Longe de uma votação formal, como tanto se faz na esquerda brasileira, a assembléia dos terceirizados, que é o organismo máximo de democracia direta dos trabalhadores, votou a ida ao 1º de maio como uma tarefa de primeira ordem e estiveram presentes massivamente, com mais de 100 companheiras e companheiros terceirizados, sendo a única delegação expressiva de trabalhadores em luta claramente organizada na Praça da Sé. O que diz mais do que mil palavras sobre o ato da Praça da Sé, é o fato de que estas lutadoras e lutadores não puderam dar sequer uma saudação entre as dezenas de falas de todos os aparatos no palco do “1º de maio de luta”.

Mas o Bloco Somos Todos José Ferreira fez o seu papel com uma enorme combatividade, vivacidade e politização. Nós da LER-QI nos somamos ao chamado dos terceirizados, assim como o Sintusp e o Comitê de Luta Contra a Terceirização e pela Efetivação dos Terceirizados na USP, compondo um bloco com mais de 300 pessoas. Desde a concentração a emoção já tomou conta do bloco. Depois de agitarmos nossas músicas, com a chegada dos ônibus da delegação de terceirizados, começamos nosso ato com um depoimento de familiares de José Ferreira da Silva que, profundamente emocionados, disseram que aquela homenagem confortava um pouco o enorme sofrimento que estão passando. Todos juntos gritamos: José Ferreira! Presente! E afirmamos uma vez mais que este era só um passo importante na luta pela punição dos responsáveis. Logo depois, o jurista e professor da Faculdade de Direito da USP, Jorge Luiz Souto Maior, que apoiou enormemente a luta dos terceirizados, como parte do combate que já vem travando a anos contra os males da terceirização, leu uma saudação ao ato.

Depois de enfrentar a repressão quando estávamos chegando à Praça, que atacou inclusive mulheres grávidas e provocou um desmaio de uma terceirizada, reorganizamos o bloco e fomos até a Praça da Sé, onde levamos as nossas bandeiras, cantos e demandas, apesar de não termos conseguido falar no palco. Depois, marchamos até o Largo São Francisco e fizemos o encerramento do ato, com falas das terceirizadas Conceição e Glória, e de Caio, estudante do comitê.

Depois disso, falaram André Bof, pela juventude da LER-QI colocando qual é para nós o significado do processo de luta dos terceirizados, da aliança operário-estudantil, da necessidade de levantarmos a luta por demandas democráticas, contra a repressão, contra a homofobia e chamou os estudantes ali presentes a, juntamente conosco, impulsionar uma grande juventude revolucionária.

+++

**O que fazer**
Reescreva o trecho, de "Depois de enfrentar" até "grande juventude revolucionária.", trocando "Largo São Francisco" por "Viaduto do Chá".

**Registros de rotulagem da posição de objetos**

+++

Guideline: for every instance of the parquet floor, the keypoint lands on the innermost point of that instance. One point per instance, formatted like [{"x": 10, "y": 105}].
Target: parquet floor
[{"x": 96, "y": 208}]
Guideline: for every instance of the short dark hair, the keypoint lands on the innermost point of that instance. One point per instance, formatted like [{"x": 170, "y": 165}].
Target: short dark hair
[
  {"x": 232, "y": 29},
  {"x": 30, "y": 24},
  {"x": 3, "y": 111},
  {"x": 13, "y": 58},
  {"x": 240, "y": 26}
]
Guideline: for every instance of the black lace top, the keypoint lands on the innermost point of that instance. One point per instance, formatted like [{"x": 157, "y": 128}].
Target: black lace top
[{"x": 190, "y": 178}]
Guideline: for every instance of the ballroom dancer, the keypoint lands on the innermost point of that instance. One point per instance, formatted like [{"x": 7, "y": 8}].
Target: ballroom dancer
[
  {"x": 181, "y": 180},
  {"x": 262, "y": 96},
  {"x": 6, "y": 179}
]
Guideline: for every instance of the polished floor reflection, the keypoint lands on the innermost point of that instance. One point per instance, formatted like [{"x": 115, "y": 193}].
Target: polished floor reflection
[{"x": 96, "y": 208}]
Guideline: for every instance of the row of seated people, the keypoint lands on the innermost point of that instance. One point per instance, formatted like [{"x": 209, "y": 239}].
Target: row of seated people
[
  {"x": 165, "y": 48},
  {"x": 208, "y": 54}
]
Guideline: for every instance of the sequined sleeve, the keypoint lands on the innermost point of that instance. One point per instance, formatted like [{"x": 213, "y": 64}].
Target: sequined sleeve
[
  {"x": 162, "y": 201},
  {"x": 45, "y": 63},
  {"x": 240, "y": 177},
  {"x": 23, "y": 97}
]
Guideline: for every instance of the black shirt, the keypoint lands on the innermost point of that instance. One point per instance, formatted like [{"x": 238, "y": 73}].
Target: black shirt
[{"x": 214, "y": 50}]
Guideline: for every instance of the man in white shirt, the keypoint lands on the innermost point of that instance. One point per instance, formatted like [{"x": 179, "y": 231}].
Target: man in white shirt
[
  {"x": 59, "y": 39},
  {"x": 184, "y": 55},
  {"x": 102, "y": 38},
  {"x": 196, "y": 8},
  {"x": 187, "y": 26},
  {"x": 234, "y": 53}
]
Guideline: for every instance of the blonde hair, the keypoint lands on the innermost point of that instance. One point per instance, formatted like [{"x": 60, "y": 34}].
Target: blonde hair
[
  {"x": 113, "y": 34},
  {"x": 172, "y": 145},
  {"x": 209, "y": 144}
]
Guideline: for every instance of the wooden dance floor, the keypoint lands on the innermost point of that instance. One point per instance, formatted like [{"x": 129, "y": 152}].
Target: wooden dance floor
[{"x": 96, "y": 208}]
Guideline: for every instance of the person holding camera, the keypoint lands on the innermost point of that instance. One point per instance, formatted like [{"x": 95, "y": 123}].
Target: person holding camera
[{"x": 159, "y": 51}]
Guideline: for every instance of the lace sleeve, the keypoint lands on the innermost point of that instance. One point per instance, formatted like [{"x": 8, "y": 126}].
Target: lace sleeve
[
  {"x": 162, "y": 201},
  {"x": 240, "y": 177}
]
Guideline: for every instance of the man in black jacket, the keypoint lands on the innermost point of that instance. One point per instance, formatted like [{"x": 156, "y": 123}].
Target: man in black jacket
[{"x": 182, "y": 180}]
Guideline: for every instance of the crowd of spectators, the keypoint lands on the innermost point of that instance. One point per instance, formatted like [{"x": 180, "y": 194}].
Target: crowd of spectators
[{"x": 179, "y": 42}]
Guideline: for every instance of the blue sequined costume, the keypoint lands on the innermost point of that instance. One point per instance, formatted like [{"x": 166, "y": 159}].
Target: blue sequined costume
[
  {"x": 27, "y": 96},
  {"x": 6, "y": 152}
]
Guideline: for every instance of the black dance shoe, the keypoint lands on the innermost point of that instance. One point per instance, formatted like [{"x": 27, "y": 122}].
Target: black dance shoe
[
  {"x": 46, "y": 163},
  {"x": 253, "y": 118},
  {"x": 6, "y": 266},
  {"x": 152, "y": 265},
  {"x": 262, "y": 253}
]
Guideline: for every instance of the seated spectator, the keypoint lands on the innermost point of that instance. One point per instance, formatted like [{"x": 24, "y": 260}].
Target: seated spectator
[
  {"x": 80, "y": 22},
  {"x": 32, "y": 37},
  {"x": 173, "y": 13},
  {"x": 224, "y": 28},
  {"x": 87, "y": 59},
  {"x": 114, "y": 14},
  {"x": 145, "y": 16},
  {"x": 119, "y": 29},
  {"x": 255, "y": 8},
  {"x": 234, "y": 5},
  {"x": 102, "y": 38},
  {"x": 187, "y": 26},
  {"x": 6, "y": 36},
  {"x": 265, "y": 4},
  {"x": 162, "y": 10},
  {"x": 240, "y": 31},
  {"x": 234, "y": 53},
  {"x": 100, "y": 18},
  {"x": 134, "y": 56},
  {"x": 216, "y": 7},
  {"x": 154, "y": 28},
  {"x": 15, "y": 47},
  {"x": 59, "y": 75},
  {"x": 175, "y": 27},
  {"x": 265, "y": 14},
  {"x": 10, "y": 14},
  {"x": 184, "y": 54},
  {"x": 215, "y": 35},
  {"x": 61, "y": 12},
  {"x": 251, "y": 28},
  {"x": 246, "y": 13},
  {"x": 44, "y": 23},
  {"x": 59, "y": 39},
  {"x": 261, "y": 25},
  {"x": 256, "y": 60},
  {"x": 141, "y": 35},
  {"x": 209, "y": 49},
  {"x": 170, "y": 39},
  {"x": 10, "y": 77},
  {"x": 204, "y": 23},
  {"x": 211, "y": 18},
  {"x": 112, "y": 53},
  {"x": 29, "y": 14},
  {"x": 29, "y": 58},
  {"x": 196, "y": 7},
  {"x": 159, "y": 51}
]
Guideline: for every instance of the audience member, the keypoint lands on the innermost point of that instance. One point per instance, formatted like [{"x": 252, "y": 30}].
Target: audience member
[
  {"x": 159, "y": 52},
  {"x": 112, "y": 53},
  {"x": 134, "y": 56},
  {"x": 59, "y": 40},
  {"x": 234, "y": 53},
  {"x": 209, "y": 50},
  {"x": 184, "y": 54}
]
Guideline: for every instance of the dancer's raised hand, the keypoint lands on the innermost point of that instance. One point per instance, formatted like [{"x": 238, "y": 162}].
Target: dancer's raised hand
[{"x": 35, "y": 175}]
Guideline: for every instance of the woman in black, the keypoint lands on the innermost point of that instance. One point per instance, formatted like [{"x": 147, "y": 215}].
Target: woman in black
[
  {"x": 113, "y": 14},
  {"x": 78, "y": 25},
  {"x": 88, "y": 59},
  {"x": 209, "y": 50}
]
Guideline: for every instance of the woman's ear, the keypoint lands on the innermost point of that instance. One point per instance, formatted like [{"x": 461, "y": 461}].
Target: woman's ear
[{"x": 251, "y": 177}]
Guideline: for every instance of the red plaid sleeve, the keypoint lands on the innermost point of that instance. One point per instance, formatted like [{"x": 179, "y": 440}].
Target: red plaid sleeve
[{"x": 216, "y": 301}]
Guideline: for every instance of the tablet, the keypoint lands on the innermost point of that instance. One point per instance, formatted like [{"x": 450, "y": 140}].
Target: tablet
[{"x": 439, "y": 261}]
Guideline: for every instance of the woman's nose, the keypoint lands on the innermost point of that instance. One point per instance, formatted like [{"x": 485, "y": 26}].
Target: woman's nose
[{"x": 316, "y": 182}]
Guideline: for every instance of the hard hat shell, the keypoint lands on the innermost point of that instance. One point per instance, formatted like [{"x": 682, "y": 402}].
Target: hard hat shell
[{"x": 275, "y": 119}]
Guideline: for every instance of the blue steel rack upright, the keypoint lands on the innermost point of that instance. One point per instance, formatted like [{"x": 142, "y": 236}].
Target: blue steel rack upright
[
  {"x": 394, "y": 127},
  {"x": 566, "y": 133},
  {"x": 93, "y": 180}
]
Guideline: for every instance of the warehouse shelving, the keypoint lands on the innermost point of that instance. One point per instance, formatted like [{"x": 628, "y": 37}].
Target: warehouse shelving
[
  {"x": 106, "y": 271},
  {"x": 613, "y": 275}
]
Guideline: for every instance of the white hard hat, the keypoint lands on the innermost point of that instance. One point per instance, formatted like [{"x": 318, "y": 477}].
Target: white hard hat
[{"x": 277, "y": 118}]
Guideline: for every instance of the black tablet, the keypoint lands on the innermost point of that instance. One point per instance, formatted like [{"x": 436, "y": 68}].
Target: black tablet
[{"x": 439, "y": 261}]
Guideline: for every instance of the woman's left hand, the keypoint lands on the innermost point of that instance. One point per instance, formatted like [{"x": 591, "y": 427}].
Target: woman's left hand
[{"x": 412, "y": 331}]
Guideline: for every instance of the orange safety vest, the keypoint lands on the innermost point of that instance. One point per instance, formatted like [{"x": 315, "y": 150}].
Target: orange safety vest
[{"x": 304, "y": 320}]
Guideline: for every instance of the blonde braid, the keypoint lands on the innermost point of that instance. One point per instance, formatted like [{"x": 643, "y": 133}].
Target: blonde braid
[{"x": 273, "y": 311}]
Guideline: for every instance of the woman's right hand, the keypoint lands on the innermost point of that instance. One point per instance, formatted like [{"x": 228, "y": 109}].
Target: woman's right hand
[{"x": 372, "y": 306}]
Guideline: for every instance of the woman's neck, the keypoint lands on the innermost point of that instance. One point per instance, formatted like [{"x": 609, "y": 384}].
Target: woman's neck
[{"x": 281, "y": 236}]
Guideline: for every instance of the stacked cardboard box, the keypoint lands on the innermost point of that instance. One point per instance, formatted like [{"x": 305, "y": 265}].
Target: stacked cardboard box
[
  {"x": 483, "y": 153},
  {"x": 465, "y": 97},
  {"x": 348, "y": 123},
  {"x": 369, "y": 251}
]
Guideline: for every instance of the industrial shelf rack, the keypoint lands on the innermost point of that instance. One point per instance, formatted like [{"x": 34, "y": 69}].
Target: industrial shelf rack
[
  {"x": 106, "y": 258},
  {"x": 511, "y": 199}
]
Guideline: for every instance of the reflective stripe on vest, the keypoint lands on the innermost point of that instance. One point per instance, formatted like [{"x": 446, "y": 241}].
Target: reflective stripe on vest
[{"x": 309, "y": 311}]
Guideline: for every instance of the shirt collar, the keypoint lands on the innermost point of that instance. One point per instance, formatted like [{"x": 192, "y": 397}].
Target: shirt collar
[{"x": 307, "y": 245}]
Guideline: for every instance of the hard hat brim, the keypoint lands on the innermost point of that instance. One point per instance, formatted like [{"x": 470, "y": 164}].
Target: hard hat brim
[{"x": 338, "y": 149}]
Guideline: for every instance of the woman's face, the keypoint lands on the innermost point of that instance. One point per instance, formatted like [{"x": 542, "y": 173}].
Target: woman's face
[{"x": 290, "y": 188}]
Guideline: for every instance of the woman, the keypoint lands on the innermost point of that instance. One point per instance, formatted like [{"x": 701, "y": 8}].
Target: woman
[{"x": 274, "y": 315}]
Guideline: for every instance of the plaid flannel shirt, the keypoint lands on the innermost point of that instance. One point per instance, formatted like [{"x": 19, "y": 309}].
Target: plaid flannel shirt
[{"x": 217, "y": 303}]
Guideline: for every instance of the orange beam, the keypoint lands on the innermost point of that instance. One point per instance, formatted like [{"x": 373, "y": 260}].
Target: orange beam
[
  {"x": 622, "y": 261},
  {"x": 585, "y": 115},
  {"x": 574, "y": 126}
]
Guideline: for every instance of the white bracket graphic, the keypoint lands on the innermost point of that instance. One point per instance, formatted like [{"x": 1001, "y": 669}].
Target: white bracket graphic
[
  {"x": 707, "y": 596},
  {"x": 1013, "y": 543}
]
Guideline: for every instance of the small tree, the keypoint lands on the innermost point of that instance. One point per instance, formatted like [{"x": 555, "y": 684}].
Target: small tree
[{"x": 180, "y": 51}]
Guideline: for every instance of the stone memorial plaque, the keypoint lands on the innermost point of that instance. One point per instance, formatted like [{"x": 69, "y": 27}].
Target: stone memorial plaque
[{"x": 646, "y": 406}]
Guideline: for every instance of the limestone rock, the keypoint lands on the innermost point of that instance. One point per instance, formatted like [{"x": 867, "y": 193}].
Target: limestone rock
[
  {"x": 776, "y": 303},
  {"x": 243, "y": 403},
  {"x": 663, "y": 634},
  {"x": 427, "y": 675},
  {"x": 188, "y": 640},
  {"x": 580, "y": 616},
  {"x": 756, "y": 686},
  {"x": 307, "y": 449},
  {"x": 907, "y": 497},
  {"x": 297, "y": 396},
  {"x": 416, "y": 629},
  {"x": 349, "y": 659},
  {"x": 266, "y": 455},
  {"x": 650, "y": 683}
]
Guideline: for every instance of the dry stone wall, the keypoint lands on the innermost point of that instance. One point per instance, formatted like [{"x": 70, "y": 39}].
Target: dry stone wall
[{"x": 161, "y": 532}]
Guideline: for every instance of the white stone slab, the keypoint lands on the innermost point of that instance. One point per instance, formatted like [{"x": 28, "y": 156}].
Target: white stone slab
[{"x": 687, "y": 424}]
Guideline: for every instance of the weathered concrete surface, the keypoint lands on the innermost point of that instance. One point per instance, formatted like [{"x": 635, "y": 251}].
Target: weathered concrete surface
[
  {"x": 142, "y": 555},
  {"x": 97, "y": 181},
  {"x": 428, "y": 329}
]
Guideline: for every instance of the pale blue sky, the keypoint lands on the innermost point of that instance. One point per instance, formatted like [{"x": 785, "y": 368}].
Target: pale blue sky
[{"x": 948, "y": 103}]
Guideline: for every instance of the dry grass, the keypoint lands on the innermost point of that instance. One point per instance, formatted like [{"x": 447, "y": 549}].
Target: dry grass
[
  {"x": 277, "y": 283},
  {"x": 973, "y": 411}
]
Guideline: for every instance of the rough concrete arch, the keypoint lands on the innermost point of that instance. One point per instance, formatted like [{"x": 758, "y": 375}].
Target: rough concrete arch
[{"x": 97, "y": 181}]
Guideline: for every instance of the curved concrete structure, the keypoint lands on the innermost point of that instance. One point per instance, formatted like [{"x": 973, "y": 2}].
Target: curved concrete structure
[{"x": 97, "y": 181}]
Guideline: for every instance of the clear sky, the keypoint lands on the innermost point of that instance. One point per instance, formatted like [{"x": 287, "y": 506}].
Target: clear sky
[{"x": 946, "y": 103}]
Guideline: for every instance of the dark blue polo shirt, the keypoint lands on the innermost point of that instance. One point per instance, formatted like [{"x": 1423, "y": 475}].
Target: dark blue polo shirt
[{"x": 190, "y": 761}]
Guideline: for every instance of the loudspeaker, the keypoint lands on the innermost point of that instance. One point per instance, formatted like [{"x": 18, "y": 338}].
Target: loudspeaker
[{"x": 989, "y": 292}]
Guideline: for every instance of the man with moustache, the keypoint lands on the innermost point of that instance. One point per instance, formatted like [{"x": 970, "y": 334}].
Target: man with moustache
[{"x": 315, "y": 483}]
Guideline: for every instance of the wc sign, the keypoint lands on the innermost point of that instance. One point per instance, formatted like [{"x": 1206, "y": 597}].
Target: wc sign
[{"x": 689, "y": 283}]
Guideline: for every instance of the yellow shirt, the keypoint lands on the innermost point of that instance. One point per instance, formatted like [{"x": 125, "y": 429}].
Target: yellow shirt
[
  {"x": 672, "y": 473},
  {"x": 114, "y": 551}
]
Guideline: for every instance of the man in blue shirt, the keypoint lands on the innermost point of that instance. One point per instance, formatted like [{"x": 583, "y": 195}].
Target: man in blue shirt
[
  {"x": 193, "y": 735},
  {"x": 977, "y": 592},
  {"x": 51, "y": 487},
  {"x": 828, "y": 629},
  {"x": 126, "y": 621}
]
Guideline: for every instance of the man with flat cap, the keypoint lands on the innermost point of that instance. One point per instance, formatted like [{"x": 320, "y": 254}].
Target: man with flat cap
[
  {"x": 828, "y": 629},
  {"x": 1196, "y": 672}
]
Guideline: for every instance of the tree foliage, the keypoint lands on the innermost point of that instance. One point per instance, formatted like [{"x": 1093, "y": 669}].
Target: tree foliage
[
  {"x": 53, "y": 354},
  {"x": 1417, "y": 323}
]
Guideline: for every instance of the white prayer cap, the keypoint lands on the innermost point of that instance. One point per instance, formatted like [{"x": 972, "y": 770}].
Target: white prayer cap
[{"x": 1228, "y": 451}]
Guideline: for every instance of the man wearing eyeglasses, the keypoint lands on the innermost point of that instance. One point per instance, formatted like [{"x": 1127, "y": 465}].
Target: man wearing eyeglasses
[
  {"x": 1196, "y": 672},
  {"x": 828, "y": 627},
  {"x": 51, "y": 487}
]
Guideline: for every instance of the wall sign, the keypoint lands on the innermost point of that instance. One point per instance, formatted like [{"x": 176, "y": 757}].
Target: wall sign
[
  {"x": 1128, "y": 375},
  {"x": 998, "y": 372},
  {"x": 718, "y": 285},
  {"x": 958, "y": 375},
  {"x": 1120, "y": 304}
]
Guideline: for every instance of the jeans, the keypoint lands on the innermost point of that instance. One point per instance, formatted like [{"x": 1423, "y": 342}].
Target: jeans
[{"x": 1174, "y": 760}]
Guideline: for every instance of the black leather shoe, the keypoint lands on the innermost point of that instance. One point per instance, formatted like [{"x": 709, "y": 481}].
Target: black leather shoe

+++

**Resultado**
Depois de enfrentar a repressão quando estávamos chegando à Praça, que atacou inclusive mulheres grávidas e provocou um desmaio de uma terceirizada, reorganizamos o bloco e fomos até a Praça da Sé, onde levamos as nossas bandeiras, cantos e demandas, apesar de não termos conseguido falar no palco. Depois, marchamos até o Viaduto do Chá e fizemos o encerramento do ato, com falas das terceirizadas Conceição e Glória, e de Caio, estudante do comitê.

Depois disso, falaram André Bof, pela juventude da LER-QI colocando qual é para nós o significado do processo de luta dos terceirizados, da aliança operário-estudantil, da necessidade de levantarmos a luta por demandas democráticas, contra a repressão, contra a homofobia e chamou os estudantes ali presentes a, juntamente conosco, impulsionar uma grande juventude revolucionária.